→ **OBJECTIF A**:
Reprenez sous forme de liste numérotée toutes les lignes des entrées de segmentation figurant plus bas, sans les lignes vides et sans les images.

→ **EXTRAIT DU DOCUMENT**:
>>>>>
Le Dr Tami Medjbeur, médecin légiste, est né en 1926 dans un village de la vallée du Chélif et mort en 2005 à Oran, après y avoir exercé toute sa carrière durant. Il est l’auteur de plusieurs romans dont « Le fils du fellah », un ouvrage écrit en prison en 1958 et publié en 1961 aux « Éditions du Scorpion », qui a littéralement subjugué Slimane Cherifi, poète et auteur de Mascara, tout comme ceux qui ont lu attentivement ce fabuleux roman. Les nombreux faits historiques, les anecdotes sur la vie paysanne dans la plaine du Chélif et les drames, nombreux, qui s’y sont déroulés n’ont pas été sans provoquer un déclic chez M. Cherifi qui décida de traduire Le fils du fellah en arabe afin d’offrir au lectorat arabophone ce chef-d’œuvre de la littérature algérienne, malheureusement peu connu du public algérien. Le traducteur nous en parle avec plus de détails, écoutons-le.
Le Chélif : Tout d’abord, qui est Slimane Cherifi ?
SlimaneCherifi : Je suis né à Mascara le 2 août 1953 ; j’ai appris le Saint Coran très jeune en suivant en même temps mes études primaires à l’école de Bab Ali et secondaires au lycée Djamal Eddine El Afghhani où le regretté Dr Tami Medjebeur a suivi ses études. Je suis diplômé en Sciences Economiques à l’Université d’Es Senia (session juin 1976), j’ai rejoint le Service National entre 1976 et 1978, c’est cette dernière année que j’ai été recruté en qualité de directeur financier à la caisse nationale des assurances sociales (CNAS) de la wilaya de Mascara avant d’être affecté à Béchar (1081), Tiaret (1984) et El Bayadh (1988) en qualité de directeur d’agence. J’ai pris ma traite à Mascara en 2012. J’ai commencé à écrire des recueils poétiques au début des années 1970. J’en ai édité plusieurs, Ma dernière œuvre est la traduction du roman de feu le Dr Tami Medjebeur « Le fils du fellah »,
Vous venez de traduire du français vers l’arabe « Le fils du fellah », un roman paru en 1961. Comment cet ouvrage s’est-il retrouvé entre vos mains et pourquoi avez-vous décidé de le traduire ?
<<<<<
→ **OBJECTIF B**:
Prolongez l'entretien ci-dessus sur la traduction du « Fils du fellah » à partir de sa dernière phrase.

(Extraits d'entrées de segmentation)
>>>>>
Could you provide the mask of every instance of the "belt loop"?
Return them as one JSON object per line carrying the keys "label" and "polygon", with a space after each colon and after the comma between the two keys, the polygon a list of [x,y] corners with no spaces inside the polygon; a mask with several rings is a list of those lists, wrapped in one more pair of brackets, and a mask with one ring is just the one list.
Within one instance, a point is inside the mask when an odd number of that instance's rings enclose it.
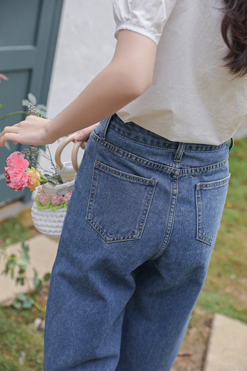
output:
{"label": "belt loop", "polygon": [[103,120],[103,126],[102,127],[102,128],[101,129],[101,132],[100,133],[100,138],[102,140],[106,140],[106,129],[107,128],[108,124],[110,122],[110,121],[112,117],[112,116],[110,116],[109,117],[107,117],[107,118]]}
{"label": "belt loop", "polygon": [[180,162],[182,158],[183,154],[184,153],[186,143],[180,142],[177,152],[174,157],[174,161],[176,162]]}
{"label": "belt loop", "polygon": [[233,138],[231,138],[231,144],[230,144],[230,147],[229,147],[229,153],[230,153],[231,152],[231,150],[232,149],[233,147],[233,144],[234,144],[234,141],[233,141]]}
<<<<<
→ **RÉSULTAT ATTENDU A**:
1. Could you provide the mask of every instance of the "belt loop"?
2. Return them as one JSON object per line carrying the keys "label" and "polygon", with a space after each colon and after the comma between the two keys, the polygon a list of [x,y] corners with no spaces inside the polygon; a mask with several rings is a list of those lists, wrapped in one more pair of brackets, and a mask with one ring is just the one list.
3. Within one instance, a point is inside the mask when an odd number of that instance's rings enclose it.
4. output:
5. {"label": "belt loop", "polygon": [[103,120],[103,126],[102,127],[102,128],[101,129],[101,132],[100,133],[100,138],[102,140],[106,140],[106,129],[107,128],[108,124],[110,122],[110,121],[112,117],[112,116],[110,116],[109,117],[107,117],[107,118]]}
6. {"label": "belt loop", "polygon": [[180,162],[182,158],[183,154],[184,153],[186,143],[180,142],[177,152],[174,157],[174,161],[176,162]]}
7. {"label": "belt loop", "polygon": [[233,138],[231,138],[231,144],[230,144],[230,147],[229,147],[229,153],[230,153],[231,152],[231,150],[232,149],[233,147],[233,144],[234,144],[234,141],[233,141]]}

→ **RÉSULTAT ATTENDU B**:
C’est grâce à la naissance d’un club culturel dans la maison de jeunes « les frères Lazaar » de la ville Boukader piloté par notre illustre poète Tayeb Kerfah qui a eu l’excellente idée de le baptiser au nom du Dr Tami Medjebeur natif de la région. Ensuite, la famille du défunt qui a été mise au courant par M. LAIB Ali, s’est empressée d’offrir des exemplaires du magnifique roman « le fils du fellah » au Club qui porte son nom. Début juillet 2023, après avoir participé au 40ème jour de mon défunt frère Hadj Ahmed, j’ai rendu visite à M. Kerfah qui m’a remis un exemplaire du roman en question pour lecture et impression afin de les présenter l’après midi du 11 novembre 2023 à Boukader dans le cadre d’une journée d’étude intitulée : « Fenêtre sur un livre » organisé par le club littéraire « Dr Tami Medjebeur » en compagnie de MM. Sahla Noureddine, Meddah Abdelkader et Khaled Ali ElOuahed.
C’est justement suite à la réussite de cette journée culturelle que j’ai informé l’assistance de mon souhait de traduire ce prodigieux roman en arabe pour permettre aux lettrés arabophones d’apprécier cette grande œuvre. En février 2024, alors que je venais de terminer ce fabuleux travail, j’en ai informé M. Kerfah qui a été on ne peut mieux agréablement surpris par la nouvelle. Il n’a pas tardé à en exprimer sa grande satisfaction à travers un hommage sous le titre « Slimane Cherifi Ambassadeur du roman « le fils du fellah » du Dr Tami Medjber dans les horizons littéraires ».
Comment avez-vous pu convaincre les éditions « Les Presses du Chélif » à publier cet ouvrage ?
C’était à l’occasion de la 4ème édition du salon national Hassiba Benbouali du livre qu’organise annuellement les éditions LES PRESSES du CHÉLIF depuis 2021 que l’opportunité d’en parler à M. LAIB m’a été offerte. Je lui ai fait la proposition de sa publication par sa maison d’édition en évoquant le problème de l’autorisation de sa famille. Quelle fut ma grande joie d’apprendre qu’il est l’ami de la famille en ce sens que le fils aîné du Dr Medjebeur était son camarade de classe au lycée Lotfi d’Oran. Ça a beaucoup facilité la tâche et la suite, on l’a vue au SILA 2024.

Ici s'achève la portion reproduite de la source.